Reescribe todas las líneas del material siguiente como una lista numerada y omite las líneas en blanco.

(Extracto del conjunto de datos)
.....

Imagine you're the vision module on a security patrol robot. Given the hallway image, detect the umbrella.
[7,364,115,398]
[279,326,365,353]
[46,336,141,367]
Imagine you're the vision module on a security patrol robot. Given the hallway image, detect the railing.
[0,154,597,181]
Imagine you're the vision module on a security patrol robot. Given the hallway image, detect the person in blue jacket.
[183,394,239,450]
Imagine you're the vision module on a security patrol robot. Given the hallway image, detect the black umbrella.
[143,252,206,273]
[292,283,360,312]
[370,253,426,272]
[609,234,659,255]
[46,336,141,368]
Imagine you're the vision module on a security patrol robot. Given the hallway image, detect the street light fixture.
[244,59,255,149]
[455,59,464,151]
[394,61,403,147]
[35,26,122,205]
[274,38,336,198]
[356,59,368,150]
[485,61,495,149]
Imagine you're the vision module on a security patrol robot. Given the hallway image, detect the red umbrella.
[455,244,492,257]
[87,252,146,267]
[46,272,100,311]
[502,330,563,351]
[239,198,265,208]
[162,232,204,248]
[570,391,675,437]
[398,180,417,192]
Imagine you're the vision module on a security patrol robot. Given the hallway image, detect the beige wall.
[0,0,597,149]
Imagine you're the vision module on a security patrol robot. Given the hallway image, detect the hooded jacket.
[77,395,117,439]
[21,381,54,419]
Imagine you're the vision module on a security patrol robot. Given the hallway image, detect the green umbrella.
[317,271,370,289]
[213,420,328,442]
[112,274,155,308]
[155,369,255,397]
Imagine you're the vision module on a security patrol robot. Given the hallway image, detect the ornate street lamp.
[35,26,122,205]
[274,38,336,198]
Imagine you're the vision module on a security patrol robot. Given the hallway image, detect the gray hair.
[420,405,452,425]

.....

* **Respuesta**
1. Imagine you're the vision module on a security patrol robot. Given the hallway image, detect the umbrella.
2. [7,364,115,398]
3. [279,326,365,353]
4. [46,336,141,367]
5. Imagine you're the vision module on a security patrol robot. Given the hallway image, detect the railing.
6. [0,154,597,181]
7. Imagine you're the vision module on a security patrol robot. Given the hallway image, detect the person in blue jacket.
8. [183,394,239,450]
9. Imagine you're the vision module on a security patrol robot. Given the hallway image, detect the black umbrella.
10. [143,252,206,273]
11. [292,283,360,312]
12. [370,253,426,272]
13. [609,234,659,255]
14. [46,336,141,368]
15. Imagine you're the vision module on a security patrol robot. Given the hallway image, detect the street light fixture.
16. [244,59,255,149]
17. [455,59,464,151]
18. [394,61,403,147]
19. [35,26,122,205]
20. [274,38,336,198]
21. [356,59,368,150]
22. [485,61,495,149]
23. Imagine you're the vision module on a security patrol robot. Given the hallway image, detect the red umbrella.
24. [455,244,492,257]
25. [87,252,146,267]
26. [46,272,100,311]
27. [502,330,563,351]
28. [239,198,265,208]
29. [162,232,204,248]
30. [570,391,675,437]
31. [398,180,417,192]
32. Imagine you're the vision module on a security patrol robot. Given the hallway image, detect the beige wall.
33. [0,0,597,149]
34. Imagine you're the vision module on a security patrol robot. Given the hallway image, detect the hooded jacket.
35. [77,395,117,439]
36. [21,381,54,419]
37. Imagine you're the vision module on a security patrol robot. Given the hallway image, detect the green umbrella.
38. [317,271,370,289]
39. [213,420,328,442]
40. [112,274,155,308]
41. [155,369,255,397]
42. Imagine you're the vision module on a security patrol robot. Given the hallway image, detect the ornate street lamp.
43. [35,26,122,205]
44. [274,38,336,198]
45. Imagine you're the vision module on a security patrol robot. Given the hallway image, detect the gray hair.
46. [420,405,452,425]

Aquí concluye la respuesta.